◆ **Requirement 1**
In the pipe bursting thread, can you condense the paragraph starting "There is a company on the east coast of Florida" into a short bulleted list that keeps its main facts?
◆ **Requirement 2**
In the pipe bursting thread, how long was the pull in which 6 inch cast iron was replaced with 6 inch HDPE pipe?

◆ **Document passage**
*****
# pipe bursting



## Plumberologist (Aug 21, 2010)

is it really faster than digging, you have to dig a hole at the beginning and at the end and then the time to pull it. so to you guys who do it, is it faster or easier or is it just snake oil. oh and who does the lining, does it work??? im looking for alternatives to offer my customers....


----------



## SewerRatz (Apr 25, 2009)

Plumberologist said:


> is it really faster than digging, you have to dig a hole at the beginning and at the end and then the time to pull it. so to you guys who do it, is it faster or easier or is it just snake oil. oh and who does the lining, does it work??? im looking for alternatives to offer my customers....


Pipe bursting, pipe lining, pipe patching, and grouting all have a time and place. Some municipals by me will not allow pipe bursting, they say that displaced dirt can cause a speed bump effect. There are a few jobs I been on where pipe bursting is cost effective for the owner due to whats above ground could not be disturbed.

As for lining I have already seen multiple linings break free from the pipe and move. Some claim it was improper installation, other claim it was the early epoxies.

Myself I like the pipe patch and grouting systems. They make the most sense since the whole line does not need to be lined or replaced. The problem spots need the repair and that is where pipe patching, or grouting shines in my eyes.


----------



## Tommy plumber (Feb 19, 2010)

I wonder if any plumbing license is required to line pipes? Probably not. I studied for months to get my plumbing license. If guys can re-line pipes w/o a master plumber's license, then that makes me upset. Just more people taking my damn work away! :furious:


----------



## 3Peasdrain (Feb 5, 2010)

*pipebursting*

Yes pipe bursting is effective.We did 160ft pull and replaced 6 inch cast iron with 6 inch hdpe pipe. We started the job at 730 am and had the pipe in place and the holes backfilled by 130 pm It has its uses.Just like everything you cant use it all the time.But when needed it does a great job


----------



## Redwood (Sep 8, 2008)

We do replacements, relining, and bursting.
They all have their uses and you just need to go with what is best.
We've done combinations on some jobs.


----------



## Richard Hilliard (Apr 10, 2010)

There is a company on the east coast of Florida that does our pipe lining for us. He is a licensed plumber and the costs of the equipment are high. As many have stated it does have a place and time. I had a home that had 50 feet of concrete to penetrate before the kitchen and bathrooms. This application was perfect for relining there was no bow in the line and no offsets and saved the homeowner the expense of replacing wood floor. Cost wise for the plumbing, not much difference huge difference with the intangible costs.


----------



## plbgbiz (Aug 27, 2010)

We do pipe bursting and depending on the situation, it can make you wonder how you ever got by without it. In general, I prefer pipe bursting because of the lack of mess left for the customer. On shorter pulls, it is not much quicker than a conventional dig but the cleanup is a lot faster. Since our first burst about 6 years ago, we have learned more about what not to do than anything else.
*****
◆ **Supplied material**
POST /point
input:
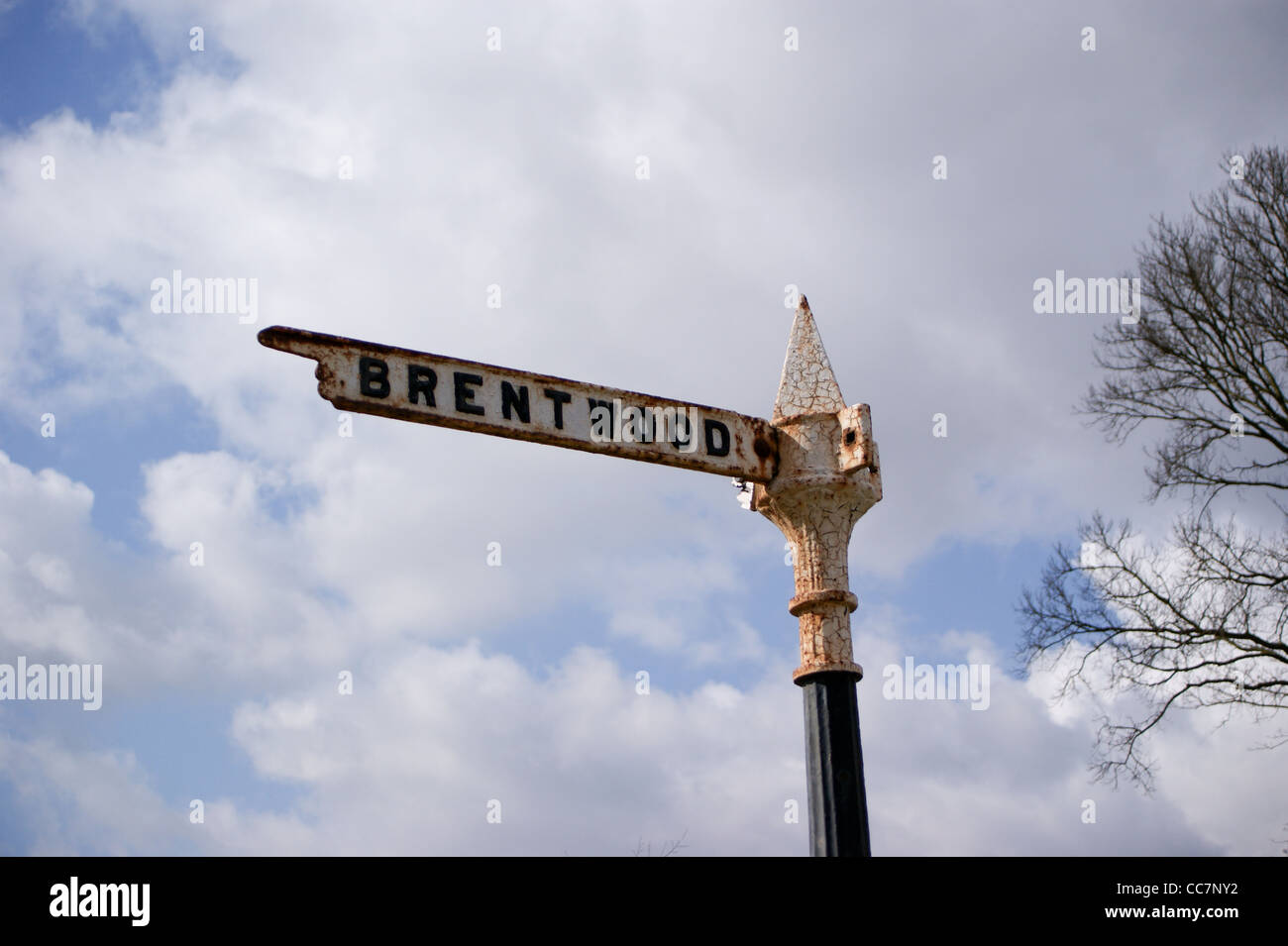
*****
◆ **Response 1**
- A company on Florida's east coast does their pipe lining, and the lining contractor is a licensed plumber.
- Lining equipment is expensive.
- Lining has its time and place.
- One home had 50 feet of concrete to get through before reaching the kitchen and bathrooms.
- That line had no bow and no offsets, so relining was a perfect fit.
- Relining spared the homeowner the cost of replacing the wood floor.
- The plumbing cost was about the same, but the difference in intangible costs was huge.

◆ **Response 2**
The pull was 160 feet.